%%

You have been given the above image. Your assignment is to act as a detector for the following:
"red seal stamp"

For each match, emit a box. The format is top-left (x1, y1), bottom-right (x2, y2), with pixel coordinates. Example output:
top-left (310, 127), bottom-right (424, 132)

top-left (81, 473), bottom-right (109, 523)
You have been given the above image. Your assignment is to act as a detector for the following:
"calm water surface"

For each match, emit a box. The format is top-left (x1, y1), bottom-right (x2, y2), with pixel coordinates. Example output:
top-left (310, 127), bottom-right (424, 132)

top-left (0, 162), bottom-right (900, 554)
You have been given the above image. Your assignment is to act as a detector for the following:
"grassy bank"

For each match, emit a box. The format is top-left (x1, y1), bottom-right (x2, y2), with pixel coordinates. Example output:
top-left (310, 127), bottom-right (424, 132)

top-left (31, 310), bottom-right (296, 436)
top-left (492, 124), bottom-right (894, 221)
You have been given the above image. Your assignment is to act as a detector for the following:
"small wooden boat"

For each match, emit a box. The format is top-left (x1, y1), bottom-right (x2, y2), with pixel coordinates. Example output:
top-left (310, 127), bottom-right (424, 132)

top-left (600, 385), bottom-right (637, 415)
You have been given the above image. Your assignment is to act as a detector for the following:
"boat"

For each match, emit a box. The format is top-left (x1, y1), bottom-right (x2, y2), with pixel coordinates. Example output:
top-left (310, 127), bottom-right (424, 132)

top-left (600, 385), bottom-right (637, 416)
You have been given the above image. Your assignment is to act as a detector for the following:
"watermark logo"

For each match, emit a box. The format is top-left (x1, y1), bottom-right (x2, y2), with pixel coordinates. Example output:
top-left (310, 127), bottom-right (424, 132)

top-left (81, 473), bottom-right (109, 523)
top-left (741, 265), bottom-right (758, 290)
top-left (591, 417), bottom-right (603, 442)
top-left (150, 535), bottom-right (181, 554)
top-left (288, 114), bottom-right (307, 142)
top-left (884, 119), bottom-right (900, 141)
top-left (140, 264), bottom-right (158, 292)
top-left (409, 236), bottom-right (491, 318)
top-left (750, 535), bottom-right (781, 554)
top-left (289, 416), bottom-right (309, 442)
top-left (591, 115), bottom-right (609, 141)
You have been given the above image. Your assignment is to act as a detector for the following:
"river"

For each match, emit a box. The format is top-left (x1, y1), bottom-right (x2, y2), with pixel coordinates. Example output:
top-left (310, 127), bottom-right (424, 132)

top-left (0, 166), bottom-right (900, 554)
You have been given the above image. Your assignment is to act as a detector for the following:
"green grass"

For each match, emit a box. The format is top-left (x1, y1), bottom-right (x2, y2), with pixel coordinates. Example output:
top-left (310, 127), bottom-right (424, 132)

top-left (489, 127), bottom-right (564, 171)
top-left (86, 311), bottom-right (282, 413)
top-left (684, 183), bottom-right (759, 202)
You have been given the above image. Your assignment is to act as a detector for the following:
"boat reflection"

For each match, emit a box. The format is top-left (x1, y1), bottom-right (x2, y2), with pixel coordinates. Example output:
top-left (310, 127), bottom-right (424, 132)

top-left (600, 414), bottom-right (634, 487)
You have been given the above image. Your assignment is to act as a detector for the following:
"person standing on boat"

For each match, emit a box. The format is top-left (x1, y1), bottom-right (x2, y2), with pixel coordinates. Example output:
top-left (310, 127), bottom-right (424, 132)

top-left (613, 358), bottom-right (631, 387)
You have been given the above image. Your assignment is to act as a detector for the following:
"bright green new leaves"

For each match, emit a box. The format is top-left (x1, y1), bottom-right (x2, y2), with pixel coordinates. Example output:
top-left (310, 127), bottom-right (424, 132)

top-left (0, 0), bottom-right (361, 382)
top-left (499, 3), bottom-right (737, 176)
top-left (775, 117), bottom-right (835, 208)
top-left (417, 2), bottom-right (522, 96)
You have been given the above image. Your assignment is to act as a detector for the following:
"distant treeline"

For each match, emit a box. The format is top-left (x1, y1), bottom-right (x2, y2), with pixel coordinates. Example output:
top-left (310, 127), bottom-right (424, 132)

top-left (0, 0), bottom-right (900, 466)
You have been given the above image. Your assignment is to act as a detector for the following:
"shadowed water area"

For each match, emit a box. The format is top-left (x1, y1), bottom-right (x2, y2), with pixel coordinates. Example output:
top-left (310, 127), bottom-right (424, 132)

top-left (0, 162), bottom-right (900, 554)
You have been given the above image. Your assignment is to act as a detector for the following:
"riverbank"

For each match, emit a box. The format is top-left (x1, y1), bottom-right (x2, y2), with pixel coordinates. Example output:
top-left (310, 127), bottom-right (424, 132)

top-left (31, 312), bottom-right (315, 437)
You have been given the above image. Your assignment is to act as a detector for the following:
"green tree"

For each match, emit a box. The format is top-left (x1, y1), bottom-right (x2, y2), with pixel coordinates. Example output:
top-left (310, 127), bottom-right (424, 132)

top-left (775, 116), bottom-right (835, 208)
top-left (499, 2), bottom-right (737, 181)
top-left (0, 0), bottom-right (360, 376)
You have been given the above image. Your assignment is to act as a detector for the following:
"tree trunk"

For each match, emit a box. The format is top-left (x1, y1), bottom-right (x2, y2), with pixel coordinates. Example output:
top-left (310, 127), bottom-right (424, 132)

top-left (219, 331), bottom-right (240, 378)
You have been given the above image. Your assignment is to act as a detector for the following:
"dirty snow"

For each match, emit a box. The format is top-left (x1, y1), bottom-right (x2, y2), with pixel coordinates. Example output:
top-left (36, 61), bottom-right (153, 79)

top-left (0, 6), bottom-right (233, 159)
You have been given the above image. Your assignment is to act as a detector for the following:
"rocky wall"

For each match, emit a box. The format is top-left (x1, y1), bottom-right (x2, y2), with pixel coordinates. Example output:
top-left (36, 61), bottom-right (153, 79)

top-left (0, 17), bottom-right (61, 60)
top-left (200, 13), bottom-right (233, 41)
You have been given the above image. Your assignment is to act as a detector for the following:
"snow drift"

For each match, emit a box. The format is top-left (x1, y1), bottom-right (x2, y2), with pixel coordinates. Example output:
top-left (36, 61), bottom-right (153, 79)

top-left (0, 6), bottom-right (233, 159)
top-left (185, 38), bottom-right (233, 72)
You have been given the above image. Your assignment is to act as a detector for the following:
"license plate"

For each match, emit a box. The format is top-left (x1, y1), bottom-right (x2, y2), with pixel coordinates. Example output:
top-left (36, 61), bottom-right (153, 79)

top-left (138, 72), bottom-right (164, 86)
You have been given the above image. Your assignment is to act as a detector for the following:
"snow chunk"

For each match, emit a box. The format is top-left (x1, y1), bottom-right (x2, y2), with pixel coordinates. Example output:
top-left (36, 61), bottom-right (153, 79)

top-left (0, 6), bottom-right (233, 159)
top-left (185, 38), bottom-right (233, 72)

%%
%%

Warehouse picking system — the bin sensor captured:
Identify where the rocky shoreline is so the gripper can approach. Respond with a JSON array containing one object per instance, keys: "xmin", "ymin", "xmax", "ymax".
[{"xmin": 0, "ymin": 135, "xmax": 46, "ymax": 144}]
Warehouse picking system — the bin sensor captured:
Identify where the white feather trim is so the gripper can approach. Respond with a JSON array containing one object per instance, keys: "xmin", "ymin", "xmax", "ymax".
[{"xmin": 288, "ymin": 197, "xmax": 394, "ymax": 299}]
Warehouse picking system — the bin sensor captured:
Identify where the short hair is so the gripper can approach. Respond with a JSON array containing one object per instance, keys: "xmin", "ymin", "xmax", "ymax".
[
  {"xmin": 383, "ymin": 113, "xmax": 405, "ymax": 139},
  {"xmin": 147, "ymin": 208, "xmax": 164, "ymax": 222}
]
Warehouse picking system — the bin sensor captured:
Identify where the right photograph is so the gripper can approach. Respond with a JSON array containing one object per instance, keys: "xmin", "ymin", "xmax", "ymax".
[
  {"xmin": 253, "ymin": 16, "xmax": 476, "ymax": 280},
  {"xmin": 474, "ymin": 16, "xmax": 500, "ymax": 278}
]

%%

**AIM OF THE EXERCISE**
Find every line in the entries above that contains the string "JSON" and copy each of those lines in full.

**SOLUTION TO THIS PROBLEM**
Identify where the rocky shoreline is so the gripper can approach. Respond with a JSON array containing one object per instance, keys: "xmin", "ymin", "xmax", "ymax".
Identify where the white feather trim is so the gripper can approach. Respond with a JSON array containing one object per instance, keys: "xmin", "ymin", "xmax", "ymax".
Identify where the short hair is so the gripper can approach. Respond with a JSON array containing one object per instance, keys: "xmin", "ymin", "xmax", "ymax".
Identify where the right photograph is so the gripper can approach. Respond with a JSON array containing one object per instance, keys: "xmin", "ymin", "xmax", "ymax".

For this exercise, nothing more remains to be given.